EXERCISES TO COMPLETE.
**a.** In the opinion column on healthcare costs, what share of all hospital costs do administrative costs drive?
**b.** Continue the opinion column on healthcare costs from its last sentence.
BEGIN GIVEN PASSAGE
Views expressed in opinion columns are the author’s own.
Affordable healthcare is a major concern for Americans — and for good reason. According to the Consumer Financial Protection Bureau, 58.5 percent of all bankruptcies filed between 2013 and 2016 were the result of unpaid medical bills. Everyone wants to be able to receive medical care without worrying about finances. When it comes to making healthcare more affordable, we tend to obsess about types of insurance plans, the rise in healthcare premiums and the types of coverage that should be available for all Americans. Instead, we should focus on determining the factors that contribute most significantly to the high cost of care and evaluate whether those factors are feasible to solve.
One of the largest contributors to high healthcare costs is wasteful spending, which accounts for $765 billion a year. This is prevalent across the healthcare industry, but it’s also something that could be solved, as individual behaviors and standard practices can be changed to limit waste. Changing administrative practices can curtail waste in the industry, including methods such as increasing price clarity through adopting of standard prices for medical treatment and educating healthcare practitioners to cut unnecessary procedures and overdiagnosis.
So, what makes up wasteful spending, and how can we reduce it?
Wasteful spending is made up of several factors: administrative costs, disparities in procedure prices and inefficiencies in treatment and clinical waste.
One area of wasteful spending that could be considerably reduced is administrative costs. Currently, the U.S. is ranked first in spending the most money for administrative services, compared to other high-income nations. Administrative costs drive 25 percent of all hospital costs, partly due to the unnecessary complexity of the U.S. healthcare system.
This complexity is due to the lack of price clarity and standardization of prices, which causes the same medical procedures and diagnostic tests in different hospitals to have vastly different costs — potentially up to hundreds of thousands of dollars in discrepancies. Because prices aren’t standard across the industry, some individuals pay inflated rates for services greater than their value. There’s no need for variance in prices for the same procedure if the value of service is the same. Enacting standards and eliminating additional complexities that occur from various billing practices would greatly reduce administrative waste.
Another aspect of wasteful spending comes from inefficient healthcare practices due to overdiagnosis, poor coordination and unnecessary treatment, which contribute to $91 million of overall waste. Unnecessary care is quite prevalent, as doctors want to please and comfort patients. The Dartmouth Institute for Health Policy and Clinical Practice found that 30 percent of all medical spending could have been eliminated without affecting patient outcomes.
END GIVEN PASSAGE
BEGIN EXTRACTED ENTRIES
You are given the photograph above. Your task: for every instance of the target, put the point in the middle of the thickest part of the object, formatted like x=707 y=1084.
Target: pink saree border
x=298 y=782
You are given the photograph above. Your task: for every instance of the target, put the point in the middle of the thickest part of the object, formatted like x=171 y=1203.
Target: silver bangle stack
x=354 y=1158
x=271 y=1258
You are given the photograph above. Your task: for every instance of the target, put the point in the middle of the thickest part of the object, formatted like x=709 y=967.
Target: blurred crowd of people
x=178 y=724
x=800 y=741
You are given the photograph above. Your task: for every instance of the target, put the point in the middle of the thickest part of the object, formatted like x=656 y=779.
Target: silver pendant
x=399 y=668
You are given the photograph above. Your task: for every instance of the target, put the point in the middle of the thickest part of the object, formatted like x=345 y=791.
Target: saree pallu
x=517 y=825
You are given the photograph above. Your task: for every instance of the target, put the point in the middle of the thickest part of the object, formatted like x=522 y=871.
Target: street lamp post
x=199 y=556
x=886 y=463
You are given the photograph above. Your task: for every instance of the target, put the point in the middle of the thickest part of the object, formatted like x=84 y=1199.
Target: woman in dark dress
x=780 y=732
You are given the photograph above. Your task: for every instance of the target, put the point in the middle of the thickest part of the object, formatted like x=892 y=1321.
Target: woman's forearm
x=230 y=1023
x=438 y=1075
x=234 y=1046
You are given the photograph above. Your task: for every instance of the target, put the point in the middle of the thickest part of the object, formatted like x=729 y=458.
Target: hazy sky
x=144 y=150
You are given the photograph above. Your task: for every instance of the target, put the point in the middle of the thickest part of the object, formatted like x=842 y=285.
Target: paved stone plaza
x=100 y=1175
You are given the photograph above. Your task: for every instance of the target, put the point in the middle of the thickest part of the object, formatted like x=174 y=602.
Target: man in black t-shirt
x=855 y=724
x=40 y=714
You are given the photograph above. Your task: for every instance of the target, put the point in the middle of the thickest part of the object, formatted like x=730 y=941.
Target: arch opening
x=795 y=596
END EXTRACTED ENTRIES
OUTPUTS BY TASK.
**a.** 25 percent

**b.**
Unnecessary treatment comes from repeated diagnostics tests, unshared medical information, pre-operational testing for low-risk individuals, overtreatment for health conditions and overprescribing medication.
Other wasteful health practices include poor coordination when patients change care settings, unnecessary hospital readmission and avoidable complications, which all increase national healthcare costs between $25 billion to 45 billion each year.
Healthcare practices are the most preventable of all. In a way, this form of waste is favorable to reduce costs because it only requires a change in clinicians’ behavior and more coordination within the healthcare system. Compared to other healthcare expenditures that may require policy implementation and could be quite arduous to enact, more mindful practices on the part of clinicians are relatively simple to incorporate into treatment.
The last form of wasteful spending comes from clinical waste. Healthcare practices and hospitals are notorious for over-ordering certain supplies and tossing out unused materials. Other forms of waste come from unused and expired drugs. If there were better recordkeeping, these practices could note supplies that were not used and only order what is needed. By paying more attention to waste outputs, we as a nation could save money overall.
With the high cost of care in the healthcare industry, it’s interesting that Americans aren’t focused on reducing waste. Wasteful spending is simple to address, and it’s a crucial factor in health costs. When comparing factors that generate cost, the high-cost difference between the U.S. healthcare system and other nations, it all correlates to waste. It’s time to cut down on the cost of our healthcare system — and reducing waste is the first place to start.